**EXERCISE TASK**
Return the stretch of the items below from their very beginning through the line containing "[158,327,428,427]", copying each line word for word and leaving any pictures out.

::::

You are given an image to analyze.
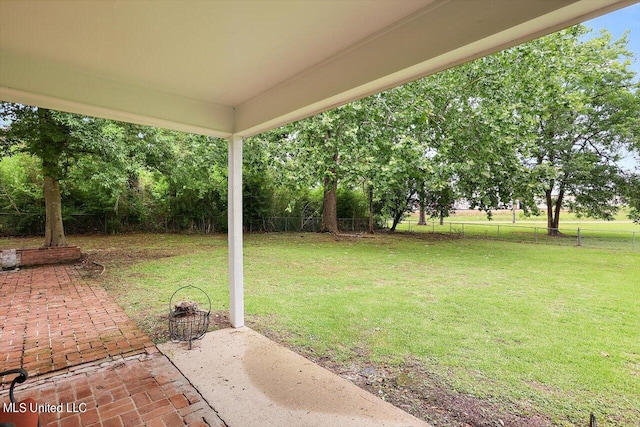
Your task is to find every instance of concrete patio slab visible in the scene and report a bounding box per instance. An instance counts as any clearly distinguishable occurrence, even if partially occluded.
[158,327,428,427]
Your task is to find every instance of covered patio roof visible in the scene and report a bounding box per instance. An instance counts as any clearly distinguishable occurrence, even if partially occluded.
[0,0,637,137]
[0,0,638,326]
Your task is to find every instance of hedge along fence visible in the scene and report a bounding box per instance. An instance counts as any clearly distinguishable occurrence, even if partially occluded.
[387,220,640,251]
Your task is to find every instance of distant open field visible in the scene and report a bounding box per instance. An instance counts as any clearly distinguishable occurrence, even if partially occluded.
[397,211,640,251]
[0,233,640,426]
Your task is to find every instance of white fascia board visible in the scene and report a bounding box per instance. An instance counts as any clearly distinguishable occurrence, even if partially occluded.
[0,52,234,138]
[234,0,639,137]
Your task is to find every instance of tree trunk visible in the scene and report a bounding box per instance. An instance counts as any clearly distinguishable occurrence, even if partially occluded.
[545,189,564,236]
[368,185,375,234]
[43,176,67,248]
[418,205,427,225]
[320,176,338,234]
[389,211,404,232]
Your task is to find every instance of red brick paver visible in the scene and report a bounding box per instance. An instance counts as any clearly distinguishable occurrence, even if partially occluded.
[0,265,153,376]
[0,265,224,427]
[10,352,224,427]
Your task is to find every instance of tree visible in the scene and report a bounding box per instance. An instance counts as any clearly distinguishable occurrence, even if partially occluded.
[498,26,640,234]
[0,103,87,247]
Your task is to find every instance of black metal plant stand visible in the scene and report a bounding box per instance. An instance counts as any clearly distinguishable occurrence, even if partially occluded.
[169,285,211,350]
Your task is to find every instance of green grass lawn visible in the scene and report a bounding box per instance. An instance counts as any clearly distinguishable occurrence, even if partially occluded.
[0,233,640,426]
[396,211,640,251]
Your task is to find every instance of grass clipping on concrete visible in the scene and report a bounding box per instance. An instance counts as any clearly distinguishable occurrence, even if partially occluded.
[33,234,640,426]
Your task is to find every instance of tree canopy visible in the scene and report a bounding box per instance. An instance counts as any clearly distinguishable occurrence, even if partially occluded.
[0,26,640,241]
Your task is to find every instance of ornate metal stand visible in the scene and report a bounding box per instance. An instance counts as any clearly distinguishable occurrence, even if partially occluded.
[169,285,211,349]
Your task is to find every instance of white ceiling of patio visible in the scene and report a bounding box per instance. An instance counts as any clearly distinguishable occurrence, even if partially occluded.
[0,0,637,137]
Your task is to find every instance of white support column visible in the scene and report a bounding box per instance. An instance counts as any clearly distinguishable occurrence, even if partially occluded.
[227,135,244,328]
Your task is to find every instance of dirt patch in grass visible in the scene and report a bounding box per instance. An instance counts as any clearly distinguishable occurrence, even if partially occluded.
[249,320,552,427]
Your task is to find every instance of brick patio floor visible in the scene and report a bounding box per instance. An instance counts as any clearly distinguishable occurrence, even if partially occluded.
[0,265,224,427]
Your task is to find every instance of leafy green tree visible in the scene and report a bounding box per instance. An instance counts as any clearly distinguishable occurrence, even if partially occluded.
[498,26,640,234]
[0,103,95,247]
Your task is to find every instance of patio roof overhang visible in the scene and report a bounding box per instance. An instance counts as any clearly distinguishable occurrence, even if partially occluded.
[0,0,637,137]
[0,0,638,326]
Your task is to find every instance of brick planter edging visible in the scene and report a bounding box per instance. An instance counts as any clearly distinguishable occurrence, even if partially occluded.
[0,246,81,268]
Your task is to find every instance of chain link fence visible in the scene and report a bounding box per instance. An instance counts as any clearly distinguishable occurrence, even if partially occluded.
[387,220,640,251]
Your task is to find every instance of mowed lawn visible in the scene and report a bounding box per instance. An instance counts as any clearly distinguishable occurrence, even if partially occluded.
[0,233,640,426]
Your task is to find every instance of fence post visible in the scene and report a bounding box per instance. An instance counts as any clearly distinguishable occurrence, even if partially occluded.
[578,227,582,246]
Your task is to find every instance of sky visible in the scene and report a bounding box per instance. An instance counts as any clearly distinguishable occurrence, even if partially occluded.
[583,3,640,74]
[583,3,640,170]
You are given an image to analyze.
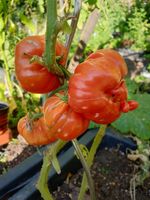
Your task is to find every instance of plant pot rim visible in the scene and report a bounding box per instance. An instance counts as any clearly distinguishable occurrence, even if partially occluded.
[1,128,136,200]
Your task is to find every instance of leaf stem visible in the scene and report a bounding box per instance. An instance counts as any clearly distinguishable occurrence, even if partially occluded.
[66,0,82,67]
[78,125,107,200]
[72,139,96,200]
[36,140,66,200]
[44,0,57,69]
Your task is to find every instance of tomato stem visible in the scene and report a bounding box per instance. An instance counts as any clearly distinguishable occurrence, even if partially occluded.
[36,140,66,200]
[78,125,107,200]
[44,0,63,76]
[66,0,82,67]
[72,139,96,200]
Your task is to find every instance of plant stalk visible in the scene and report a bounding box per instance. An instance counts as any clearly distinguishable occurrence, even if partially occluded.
[72,139,96,200]
[36,140,66,200]
[66,0,82,67]
[44,0,57,70]
[78,125,107,200]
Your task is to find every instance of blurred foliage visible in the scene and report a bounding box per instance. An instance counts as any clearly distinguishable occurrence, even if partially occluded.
[72,0,150,52]
[0,0,46,128]
[111,79,150,140]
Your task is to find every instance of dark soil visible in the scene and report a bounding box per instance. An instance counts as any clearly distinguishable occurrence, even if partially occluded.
[0,135,36,175]
[53,150,150,200]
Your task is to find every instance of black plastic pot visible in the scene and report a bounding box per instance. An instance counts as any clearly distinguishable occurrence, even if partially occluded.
[0,128,136,200]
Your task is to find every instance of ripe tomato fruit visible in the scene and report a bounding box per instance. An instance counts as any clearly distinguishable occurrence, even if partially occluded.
[43,96,89,141]
[17,116,56,146]
[68,49,138,124]
[15,35,66,94]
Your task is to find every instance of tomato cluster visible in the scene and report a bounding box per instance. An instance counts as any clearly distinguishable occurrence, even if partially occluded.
[15,35,66,94]
[68,49,138,124]
[15,36,138,145]
[18,95,89,146]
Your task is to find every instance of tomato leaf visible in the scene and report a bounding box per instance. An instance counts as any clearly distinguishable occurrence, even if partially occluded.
[63,21,71,34]
[111,93,150,140]
[87,0,97,5]
[52,155,61,174]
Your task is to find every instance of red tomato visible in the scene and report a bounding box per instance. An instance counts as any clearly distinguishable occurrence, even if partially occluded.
[68,49,138,124]
[15,36,66,94]
[43,96,89,141]
[17,116,56,146]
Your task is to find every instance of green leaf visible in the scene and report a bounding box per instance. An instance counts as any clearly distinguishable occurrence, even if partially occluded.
[112,93,150,140]
[88,0,97,5]
[0,15,4,31]
[21,15,35,32]
[52,155,61,174]
[63,21,71,34]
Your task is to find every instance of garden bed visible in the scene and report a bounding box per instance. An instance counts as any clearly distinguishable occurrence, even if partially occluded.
[51,149,150,200]
[5,129,143,200]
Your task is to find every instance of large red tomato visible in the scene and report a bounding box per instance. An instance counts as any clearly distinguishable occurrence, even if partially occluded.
[17,116,56,146]
[43,96,89,141]
[15,35,66,94]
[68,49,138,124]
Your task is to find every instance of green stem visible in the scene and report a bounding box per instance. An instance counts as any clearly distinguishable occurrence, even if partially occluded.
[78,125,107,200]
[66,0,82,67]
[37,140,66,200]
[1,49,13,97]
[72,139,96,200]
[44,0,57,70]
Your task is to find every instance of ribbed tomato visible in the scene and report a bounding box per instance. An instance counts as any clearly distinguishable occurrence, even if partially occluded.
[15,35,66,94]
[68,49,138,124]
[17,116,56,146]
[43,96,89,141]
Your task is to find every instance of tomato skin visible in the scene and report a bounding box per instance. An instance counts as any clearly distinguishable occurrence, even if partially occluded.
[43,96,89,141]
[68,49,138,124]
[15,35,66,94]
[17,116,56,146]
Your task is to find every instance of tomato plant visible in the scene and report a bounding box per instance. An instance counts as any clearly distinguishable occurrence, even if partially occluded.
[15,35,66,94]
[43,96,89,141]
[68,49,138,124]
[17,115,56,146]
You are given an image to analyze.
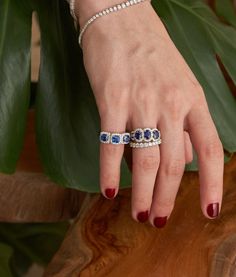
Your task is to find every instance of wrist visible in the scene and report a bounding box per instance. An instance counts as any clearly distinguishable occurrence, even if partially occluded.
[75,0,151,27]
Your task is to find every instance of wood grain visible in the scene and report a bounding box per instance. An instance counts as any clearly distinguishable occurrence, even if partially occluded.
[45,154,236,277]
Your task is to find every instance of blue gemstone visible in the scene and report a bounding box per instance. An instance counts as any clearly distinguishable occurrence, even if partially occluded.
[100,134,109,142]
[152,130,160,140]
[144,129,152,140]
[134,130,143,140]
[123,135,130,143]
[111,135,120,144]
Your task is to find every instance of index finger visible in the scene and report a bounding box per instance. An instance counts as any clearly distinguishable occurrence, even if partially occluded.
[187,105,224,218]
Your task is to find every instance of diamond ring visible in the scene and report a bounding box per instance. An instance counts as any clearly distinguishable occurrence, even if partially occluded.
[99,131,130,145]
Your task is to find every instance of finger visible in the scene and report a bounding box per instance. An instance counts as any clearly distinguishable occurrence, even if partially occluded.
[184,131,193,164]
[150,120,185,228]
[132,124,160,222]
[187,106,224,218]
[100,116,126,199]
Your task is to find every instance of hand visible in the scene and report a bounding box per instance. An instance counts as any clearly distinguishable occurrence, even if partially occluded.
[76,1,224,227]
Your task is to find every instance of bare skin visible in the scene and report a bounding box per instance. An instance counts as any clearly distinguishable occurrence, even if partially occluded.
[76,0,224,227]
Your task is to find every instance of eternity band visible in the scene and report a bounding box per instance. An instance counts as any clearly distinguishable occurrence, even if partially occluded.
[78,0,147,48]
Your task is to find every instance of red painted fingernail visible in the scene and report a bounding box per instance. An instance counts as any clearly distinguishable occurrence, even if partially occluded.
[153,216,167,228]
[207,203,219,218]
[137,211,148,223]
[105,189,116,199]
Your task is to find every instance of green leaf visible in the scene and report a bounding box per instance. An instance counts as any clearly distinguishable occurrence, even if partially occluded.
[152,0,236,170]
[0,243,13,277]
[215,0,236,28]
[0,0,31,173]
[33,1,130,192]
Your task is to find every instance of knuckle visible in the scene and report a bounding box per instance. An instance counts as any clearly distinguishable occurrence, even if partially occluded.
[163,85,183,121]
[133,155,159,171]
[163,160,185,177]
[98,86,129,118]
[201,138,224,159]
[102,144,123,155]
[100,170,119,187]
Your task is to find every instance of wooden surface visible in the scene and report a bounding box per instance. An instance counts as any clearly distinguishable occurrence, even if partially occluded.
[45,154,236,277]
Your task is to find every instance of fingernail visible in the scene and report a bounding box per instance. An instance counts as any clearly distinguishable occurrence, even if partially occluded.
[105,189,116,199]
[207,203,219,218]
[153,216,167,228]
[137,211,148,223]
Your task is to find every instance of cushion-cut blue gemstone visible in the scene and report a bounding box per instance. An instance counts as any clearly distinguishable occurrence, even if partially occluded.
[144,129,152,140]
[111,135,120,144]
[100,134,109,142]
[134,130,143,140]
[123,135,130,143]
[152,130,160,140]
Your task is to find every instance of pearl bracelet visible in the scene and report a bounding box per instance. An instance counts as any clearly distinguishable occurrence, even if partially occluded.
[66,0,78,22]
[78,0,146,48]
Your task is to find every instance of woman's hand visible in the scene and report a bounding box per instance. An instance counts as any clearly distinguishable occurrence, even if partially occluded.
[75,0,224,227]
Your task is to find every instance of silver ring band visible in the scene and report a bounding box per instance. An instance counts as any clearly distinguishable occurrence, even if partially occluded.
[99,131,130,145]
[129,139,161,148]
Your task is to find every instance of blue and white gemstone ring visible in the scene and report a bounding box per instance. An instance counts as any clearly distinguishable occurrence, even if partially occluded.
[131,128,161,142]
[130,128,161,148]
[99,132,130,145]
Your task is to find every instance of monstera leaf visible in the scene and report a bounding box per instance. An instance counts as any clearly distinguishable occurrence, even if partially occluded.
[0,0,236,192]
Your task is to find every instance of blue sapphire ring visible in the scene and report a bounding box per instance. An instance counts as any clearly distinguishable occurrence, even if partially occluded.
[130,128,161,148]
[99,132,130,145]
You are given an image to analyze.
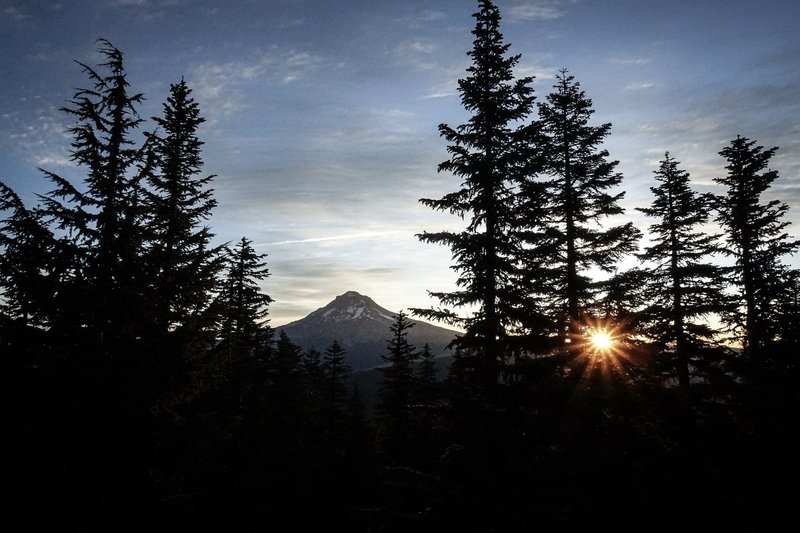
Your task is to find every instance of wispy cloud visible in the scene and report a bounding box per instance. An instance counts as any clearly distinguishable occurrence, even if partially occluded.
[102,0,150,7]
[3,6,30,22]
[625,81,658,91]
[188,47,322,121]
[508,1,566,21]
[609,57,650,67]
[254,230,404,247]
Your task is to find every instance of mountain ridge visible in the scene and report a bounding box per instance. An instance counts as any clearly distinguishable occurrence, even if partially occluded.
[275,291,459,371]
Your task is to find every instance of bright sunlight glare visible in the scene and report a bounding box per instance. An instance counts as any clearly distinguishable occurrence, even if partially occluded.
[591,330,614,350]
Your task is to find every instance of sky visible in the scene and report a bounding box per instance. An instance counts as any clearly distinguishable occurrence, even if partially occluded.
[0,0,800,326]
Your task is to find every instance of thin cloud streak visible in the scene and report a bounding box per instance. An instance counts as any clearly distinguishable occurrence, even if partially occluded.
[262,230,405,247]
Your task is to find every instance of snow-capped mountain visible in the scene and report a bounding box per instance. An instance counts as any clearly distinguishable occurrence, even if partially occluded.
[276,291,457,371]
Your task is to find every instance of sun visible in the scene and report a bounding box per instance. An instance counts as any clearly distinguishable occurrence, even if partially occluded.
[589,329,614,352]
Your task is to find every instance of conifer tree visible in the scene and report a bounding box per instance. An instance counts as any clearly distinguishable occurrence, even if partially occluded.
[35,39,149,352]
[539,70,640,339]
[714,136,800,360]
[146,80,221,335]
[320,340,351,454]
[413,0,534,383]
[638,152,725,390]
[378,311,417,460]
[0,182,56,326]
[215,237,272,360]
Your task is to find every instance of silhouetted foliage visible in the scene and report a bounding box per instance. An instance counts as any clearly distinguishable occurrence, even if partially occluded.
[539,70,641,342]
[714,137,800,361]
[413,0,534,383]
[639,153,726,389]
[377,311,418,464]
[0,13,800,532]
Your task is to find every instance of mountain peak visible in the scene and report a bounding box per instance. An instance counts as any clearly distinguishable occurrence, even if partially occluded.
[277,291,456,370]
[318,291,394,322]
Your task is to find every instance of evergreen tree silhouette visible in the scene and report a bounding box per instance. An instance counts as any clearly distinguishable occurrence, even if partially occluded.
[146,80,222,338]
[539,69,641,340]
[35,39,149,355]
[412,0,534,384]
[714,136,800,361]
[215,237,272,361]
[638,152,725,390]
[377,311,418,464]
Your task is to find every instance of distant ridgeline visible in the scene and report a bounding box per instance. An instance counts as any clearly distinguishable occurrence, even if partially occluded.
[275,291,458,371]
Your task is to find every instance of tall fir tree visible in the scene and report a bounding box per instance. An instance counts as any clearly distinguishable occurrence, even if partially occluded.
[35,39,149,354]
[215,237,272,361]
[413,0,534,383]
[539,70,641,340]
[146,80,222,337]
[320,340,352,459]
[714,136,800,361]
[638,152,725,390]
[377,311,417,464]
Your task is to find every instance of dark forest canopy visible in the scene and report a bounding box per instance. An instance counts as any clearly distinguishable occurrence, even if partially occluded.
[0,0,800,531]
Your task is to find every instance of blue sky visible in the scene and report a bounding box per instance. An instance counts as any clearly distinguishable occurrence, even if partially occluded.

::::

**SOLUTION TO THIS EXERCISE**
You are given an image to analyze.
Your task is to find every instance of concrete patio slab visible in the scene and report a bounding box per instance. An instance counts as any clearly distinguishable occurrence, even if partially occluded.
[158,327,428,427]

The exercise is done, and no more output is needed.